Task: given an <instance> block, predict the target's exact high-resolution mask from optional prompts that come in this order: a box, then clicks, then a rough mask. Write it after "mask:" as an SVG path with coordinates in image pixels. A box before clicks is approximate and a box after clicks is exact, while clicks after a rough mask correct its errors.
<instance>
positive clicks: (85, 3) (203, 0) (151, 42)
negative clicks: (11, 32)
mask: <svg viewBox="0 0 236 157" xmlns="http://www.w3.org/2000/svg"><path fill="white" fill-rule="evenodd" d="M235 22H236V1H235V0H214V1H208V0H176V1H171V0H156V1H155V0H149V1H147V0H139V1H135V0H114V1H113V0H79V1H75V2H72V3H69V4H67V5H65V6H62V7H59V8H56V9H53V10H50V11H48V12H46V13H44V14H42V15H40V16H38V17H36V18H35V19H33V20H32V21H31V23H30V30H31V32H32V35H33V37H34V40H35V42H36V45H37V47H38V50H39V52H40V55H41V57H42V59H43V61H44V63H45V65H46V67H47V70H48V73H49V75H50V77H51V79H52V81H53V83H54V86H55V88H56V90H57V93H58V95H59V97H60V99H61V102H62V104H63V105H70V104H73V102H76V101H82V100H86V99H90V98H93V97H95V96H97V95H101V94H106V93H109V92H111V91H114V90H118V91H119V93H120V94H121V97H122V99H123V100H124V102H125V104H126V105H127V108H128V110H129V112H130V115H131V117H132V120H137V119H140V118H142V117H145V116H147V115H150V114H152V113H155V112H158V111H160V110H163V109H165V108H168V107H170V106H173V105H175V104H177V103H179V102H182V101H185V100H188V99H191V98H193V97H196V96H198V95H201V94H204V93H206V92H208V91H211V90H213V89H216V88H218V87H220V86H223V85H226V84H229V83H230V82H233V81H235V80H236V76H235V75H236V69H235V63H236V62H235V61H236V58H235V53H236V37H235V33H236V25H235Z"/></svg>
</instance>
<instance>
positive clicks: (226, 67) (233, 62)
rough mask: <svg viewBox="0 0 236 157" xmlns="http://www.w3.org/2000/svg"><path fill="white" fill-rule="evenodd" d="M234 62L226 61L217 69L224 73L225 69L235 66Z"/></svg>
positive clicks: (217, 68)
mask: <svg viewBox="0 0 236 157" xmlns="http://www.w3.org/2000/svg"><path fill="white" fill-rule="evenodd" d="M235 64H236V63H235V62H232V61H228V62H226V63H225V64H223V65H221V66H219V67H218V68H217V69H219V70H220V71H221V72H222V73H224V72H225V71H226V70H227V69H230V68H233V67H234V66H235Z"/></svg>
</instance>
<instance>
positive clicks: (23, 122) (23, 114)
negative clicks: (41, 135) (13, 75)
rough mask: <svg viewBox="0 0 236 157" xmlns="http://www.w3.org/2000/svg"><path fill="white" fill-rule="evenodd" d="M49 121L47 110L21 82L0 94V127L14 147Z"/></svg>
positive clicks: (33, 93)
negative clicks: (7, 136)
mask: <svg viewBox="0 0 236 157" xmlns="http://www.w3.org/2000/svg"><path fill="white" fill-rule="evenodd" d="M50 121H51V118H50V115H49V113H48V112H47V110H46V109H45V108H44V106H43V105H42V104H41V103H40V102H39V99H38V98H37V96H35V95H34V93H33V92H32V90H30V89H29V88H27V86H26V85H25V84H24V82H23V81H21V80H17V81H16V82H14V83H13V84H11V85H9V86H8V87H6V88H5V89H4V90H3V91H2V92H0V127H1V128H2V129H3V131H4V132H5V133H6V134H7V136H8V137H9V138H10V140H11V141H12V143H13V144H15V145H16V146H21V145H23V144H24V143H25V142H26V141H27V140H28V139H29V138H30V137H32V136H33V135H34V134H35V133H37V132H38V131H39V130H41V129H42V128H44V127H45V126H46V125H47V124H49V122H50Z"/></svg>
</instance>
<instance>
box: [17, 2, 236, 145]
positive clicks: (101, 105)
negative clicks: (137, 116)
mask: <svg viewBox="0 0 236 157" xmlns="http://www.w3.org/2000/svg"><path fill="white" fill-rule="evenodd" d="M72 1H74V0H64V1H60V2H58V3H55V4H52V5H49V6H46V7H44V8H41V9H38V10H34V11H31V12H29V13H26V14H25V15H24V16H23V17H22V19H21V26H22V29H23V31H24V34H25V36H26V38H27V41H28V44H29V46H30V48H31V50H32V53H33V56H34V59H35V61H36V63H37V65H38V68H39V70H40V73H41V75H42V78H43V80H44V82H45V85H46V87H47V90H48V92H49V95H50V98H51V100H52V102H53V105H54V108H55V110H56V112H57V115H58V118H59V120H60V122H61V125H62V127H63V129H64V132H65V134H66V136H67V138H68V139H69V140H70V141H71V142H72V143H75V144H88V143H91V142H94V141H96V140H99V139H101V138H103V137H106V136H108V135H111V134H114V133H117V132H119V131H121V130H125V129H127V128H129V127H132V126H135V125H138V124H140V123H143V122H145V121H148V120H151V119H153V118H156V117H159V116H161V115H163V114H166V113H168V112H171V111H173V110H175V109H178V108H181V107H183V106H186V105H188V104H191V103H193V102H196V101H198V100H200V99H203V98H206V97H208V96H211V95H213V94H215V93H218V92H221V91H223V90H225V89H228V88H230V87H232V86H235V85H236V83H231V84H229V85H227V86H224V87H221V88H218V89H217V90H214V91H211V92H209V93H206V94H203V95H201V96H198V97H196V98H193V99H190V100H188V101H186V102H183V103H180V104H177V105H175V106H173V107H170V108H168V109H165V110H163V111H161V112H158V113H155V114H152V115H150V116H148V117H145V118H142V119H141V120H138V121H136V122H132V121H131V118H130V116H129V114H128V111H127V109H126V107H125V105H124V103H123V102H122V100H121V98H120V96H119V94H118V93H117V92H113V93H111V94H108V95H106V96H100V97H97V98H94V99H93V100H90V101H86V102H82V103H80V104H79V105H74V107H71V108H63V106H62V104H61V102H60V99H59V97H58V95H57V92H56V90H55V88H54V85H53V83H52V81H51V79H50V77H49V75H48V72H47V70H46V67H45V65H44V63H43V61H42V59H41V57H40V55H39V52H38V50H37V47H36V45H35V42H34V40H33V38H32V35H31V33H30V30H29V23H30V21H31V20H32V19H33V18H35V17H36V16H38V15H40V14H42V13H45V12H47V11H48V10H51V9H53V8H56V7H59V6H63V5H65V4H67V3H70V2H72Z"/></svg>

************

== TASK REQUIREMENTS ==
Rewrite the stretch from the first line above through the line containing "negative clicks: (11, 32)" as a numbered list, both ends included and blank lines omitted.

== RESPONSE ==
1. Task: given an <instance> block, predict the target's exact high-resolution mask from optional prompts that come in this order: a box, then clicks, then a rough mask. Write it after "mask:" as an SVG path with coordinates in image pixels. A box before clicks is approximate and a box after clicks is exact, while clicks after a rough mask correct its errors.
2. <instance>
3. positive clicks: (85, 3) (203, 0) (151, 42)
4. negative clicks: (11, 32)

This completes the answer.